### Data provided
──────
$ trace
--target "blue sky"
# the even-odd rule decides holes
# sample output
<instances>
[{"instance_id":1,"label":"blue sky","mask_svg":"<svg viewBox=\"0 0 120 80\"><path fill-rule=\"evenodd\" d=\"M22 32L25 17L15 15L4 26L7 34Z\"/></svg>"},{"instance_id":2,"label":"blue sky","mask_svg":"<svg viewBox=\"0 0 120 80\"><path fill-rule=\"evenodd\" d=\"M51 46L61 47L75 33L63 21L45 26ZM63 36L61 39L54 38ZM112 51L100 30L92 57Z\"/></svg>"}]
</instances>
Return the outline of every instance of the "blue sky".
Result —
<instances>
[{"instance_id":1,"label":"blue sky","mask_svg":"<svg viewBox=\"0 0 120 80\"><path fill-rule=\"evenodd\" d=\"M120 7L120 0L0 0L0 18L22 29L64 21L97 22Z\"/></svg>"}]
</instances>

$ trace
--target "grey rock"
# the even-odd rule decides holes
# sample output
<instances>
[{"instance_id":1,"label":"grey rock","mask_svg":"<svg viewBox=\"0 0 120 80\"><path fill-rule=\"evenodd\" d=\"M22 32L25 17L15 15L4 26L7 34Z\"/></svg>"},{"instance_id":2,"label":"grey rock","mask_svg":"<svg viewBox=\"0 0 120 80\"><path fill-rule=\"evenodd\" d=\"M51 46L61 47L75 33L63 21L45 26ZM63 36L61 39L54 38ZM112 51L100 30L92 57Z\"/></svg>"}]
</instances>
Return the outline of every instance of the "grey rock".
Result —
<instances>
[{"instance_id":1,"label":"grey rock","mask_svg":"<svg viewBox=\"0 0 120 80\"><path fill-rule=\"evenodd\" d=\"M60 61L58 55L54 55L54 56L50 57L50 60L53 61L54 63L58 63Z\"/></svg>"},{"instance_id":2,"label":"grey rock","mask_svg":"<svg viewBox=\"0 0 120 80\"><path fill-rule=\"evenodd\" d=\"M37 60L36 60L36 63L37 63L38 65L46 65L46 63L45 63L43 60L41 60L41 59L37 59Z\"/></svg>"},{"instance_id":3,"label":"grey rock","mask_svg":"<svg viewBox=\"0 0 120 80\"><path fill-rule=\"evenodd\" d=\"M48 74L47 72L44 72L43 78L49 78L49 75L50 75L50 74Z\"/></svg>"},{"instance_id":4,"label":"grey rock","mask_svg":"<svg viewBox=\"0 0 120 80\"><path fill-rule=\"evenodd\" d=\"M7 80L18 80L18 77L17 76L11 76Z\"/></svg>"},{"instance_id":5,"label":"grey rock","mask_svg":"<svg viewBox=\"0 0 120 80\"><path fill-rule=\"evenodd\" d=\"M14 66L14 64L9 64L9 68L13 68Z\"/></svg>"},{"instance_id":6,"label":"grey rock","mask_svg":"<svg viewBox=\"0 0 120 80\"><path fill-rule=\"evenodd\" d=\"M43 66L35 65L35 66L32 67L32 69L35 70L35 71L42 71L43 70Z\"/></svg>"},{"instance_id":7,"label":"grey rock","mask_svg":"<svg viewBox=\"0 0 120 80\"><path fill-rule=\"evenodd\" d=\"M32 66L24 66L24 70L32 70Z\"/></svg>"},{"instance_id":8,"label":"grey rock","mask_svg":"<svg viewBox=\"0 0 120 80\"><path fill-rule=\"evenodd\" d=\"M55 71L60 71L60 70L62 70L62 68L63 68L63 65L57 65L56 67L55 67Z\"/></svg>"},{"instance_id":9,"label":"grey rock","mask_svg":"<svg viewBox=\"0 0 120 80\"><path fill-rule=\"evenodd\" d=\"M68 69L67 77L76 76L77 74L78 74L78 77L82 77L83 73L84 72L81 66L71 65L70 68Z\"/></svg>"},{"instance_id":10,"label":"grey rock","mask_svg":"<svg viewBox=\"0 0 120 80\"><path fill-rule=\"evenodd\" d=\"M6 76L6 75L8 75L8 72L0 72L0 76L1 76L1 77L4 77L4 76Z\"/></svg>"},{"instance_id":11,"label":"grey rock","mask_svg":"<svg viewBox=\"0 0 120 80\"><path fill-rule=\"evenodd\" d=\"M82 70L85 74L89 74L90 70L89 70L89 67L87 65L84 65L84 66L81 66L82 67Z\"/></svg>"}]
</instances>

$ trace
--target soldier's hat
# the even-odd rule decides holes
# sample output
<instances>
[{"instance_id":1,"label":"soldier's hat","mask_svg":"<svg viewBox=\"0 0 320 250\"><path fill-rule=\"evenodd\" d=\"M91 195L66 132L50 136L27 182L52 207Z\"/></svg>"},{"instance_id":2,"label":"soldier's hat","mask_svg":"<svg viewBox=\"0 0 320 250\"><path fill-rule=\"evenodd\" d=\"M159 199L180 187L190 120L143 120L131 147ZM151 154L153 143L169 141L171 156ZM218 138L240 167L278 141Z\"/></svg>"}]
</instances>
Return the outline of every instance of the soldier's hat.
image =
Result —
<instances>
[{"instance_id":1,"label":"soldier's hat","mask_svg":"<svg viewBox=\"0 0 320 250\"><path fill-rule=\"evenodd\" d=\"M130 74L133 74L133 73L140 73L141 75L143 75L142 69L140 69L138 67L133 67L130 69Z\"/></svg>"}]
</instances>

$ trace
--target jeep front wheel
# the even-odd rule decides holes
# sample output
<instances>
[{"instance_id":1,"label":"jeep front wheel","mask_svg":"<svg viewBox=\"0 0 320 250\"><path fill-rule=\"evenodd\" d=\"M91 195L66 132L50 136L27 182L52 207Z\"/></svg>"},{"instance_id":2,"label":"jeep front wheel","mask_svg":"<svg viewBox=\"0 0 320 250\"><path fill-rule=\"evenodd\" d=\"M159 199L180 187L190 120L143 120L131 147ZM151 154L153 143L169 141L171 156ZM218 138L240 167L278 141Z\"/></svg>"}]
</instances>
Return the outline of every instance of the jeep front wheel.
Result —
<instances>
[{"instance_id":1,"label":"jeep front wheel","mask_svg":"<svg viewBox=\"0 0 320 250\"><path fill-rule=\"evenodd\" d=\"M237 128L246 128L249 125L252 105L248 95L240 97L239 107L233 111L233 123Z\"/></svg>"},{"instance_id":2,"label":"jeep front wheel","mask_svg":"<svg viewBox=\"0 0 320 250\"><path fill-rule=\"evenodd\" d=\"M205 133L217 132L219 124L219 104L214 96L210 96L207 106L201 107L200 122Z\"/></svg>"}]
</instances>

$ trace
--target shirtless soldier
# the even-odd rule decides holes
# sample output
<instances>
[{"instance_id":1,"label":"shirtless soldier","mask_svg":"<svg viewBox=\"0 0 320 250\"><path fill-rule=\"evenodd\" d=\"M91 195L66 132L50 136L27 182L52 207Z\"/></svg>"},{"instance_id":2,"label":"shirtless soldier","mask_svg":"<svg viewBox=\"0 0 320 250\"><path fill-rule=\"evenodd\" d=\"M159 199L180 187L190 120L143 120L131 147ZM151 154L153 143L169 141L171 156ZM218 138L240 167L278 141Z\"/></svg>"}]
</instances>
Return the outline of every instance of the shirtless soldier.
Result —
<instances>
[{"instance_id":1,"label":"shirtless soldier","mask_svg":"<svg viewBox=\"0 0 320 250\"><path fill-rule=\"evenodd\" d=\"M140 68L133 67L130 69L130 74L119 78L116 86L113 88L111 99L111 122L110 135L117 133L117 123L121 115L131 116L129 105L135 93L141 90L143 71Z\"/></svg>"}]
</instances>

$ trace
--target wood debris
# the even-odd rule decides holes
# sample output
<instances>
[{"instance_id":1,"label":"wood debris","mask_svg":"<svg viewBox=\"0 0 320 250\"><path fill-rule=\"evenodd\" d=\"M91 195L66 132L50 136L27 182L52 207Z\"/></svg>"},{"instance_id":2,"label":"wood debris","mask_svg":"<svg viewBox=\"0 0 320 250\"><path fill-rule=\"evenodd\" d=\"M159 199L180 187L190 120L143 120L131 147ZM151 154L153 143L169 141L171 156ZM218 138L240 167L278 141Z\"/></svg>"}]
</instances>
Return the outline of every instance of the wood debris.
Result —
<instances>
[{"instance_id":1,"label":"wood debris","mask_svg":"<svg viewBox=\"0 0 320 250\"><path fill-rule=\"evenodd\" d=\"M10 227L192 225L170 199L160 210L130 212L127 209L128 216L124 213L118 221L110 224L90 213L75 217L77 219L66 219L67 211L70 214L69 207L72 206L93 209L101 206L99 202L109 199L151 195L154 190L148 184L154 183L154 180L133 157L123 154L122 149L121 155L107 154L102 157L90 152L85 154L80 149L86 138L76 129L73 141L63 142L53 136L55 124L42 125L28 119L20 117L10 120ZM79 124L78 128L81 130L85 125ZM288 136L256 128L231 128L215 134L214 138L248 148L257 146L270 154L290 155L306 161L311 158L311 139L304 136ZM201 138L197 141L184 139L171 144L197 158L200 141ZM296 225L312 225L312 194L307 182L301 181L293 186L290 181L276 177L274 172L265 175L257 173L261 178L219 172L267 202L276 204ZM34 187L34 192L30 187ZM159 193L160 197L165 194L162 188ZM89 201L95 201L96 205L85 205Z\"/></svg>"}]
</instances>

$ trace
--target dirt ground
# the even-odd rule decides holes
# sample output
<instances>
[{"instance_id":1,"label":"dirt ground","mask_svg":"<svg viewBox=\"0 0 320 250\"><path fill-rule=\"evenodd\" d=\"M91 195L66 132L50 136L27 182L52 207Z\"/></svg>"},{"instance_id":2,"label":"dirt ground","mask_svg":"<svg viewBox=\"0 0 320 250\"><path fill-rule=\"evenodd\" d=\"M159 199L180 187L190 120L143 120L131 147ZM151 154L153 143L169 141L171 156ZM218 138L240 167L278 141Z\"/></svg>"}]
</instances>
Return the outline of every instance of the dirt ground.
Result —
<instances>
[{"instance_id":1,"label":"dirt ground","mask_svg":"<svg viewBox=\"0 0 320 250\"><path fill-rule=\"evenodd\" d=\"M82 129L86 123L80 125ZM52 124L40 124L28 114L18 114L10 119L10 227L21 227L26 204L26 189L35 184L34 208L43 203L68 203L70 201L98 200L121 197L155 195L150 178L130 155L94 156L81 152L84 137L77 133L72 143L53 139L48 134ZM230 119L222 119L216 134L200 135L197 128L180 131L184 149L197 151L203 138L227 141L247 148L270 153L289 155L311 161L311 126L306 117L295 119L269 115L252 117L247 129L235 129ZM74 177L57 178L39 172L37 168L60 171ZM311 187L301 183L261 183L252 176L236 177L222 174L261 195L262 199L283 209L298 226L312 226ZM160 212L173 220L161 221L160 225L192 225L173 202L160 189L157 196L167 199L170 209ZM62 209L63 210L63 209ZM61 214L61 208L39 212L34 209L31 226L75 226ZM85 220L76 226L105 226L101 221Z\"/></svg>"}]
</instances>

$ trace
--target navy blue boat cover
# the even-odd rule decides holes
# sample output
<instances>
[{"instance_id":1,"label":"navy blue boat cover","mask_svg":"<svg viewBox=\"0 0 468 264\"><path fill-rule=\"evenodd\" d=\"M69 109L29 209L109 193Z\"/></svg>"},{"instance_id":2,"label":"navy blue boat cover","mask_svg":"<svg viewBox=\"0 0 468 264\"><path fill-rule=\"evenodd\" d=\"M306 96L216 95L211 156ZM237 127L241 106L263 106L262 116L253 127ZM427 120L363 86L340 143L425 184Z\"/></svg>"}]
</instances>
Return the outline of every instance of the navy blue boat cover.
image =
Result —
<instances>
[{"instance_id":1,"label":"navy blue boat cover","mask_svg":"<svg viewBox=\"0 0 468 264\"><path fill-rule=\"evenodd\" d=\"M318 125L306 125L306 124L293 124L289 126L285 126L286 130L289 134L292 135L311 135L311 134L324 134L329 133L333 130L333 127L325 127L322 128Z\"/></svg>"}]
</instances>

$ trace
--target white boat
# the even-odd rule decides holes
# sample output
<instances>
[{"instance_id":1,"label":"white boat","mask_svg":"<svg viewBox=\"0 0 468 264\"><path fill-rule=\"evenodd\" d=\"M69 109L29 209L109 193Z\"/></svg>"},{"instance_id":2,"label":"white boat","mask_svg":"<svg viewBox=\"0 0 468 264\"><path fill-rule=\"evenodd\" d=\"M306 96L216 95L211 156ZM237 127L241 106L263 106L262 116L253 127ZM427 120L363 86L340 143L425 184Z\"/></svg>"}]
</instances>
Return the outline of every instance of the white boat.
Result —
──────
### Task brief
Copy each line from the data that features the string "every".

### The answer
Return the outline of every instance of the "blue sky".
Return the outline of every instance of the "grey rock".
Return the outline of every instance of the soldier's hat.
Return the outline of every instance of the jeep front wheel.
Return the outline of every instance of the shirtless soldier.
Return the outline of every instance of the wood debris.
Return the outline of every instance of the dirt ground.
Return the outline of every instance of the navy blue boat cover.
Return the outline of every instance of the white boat.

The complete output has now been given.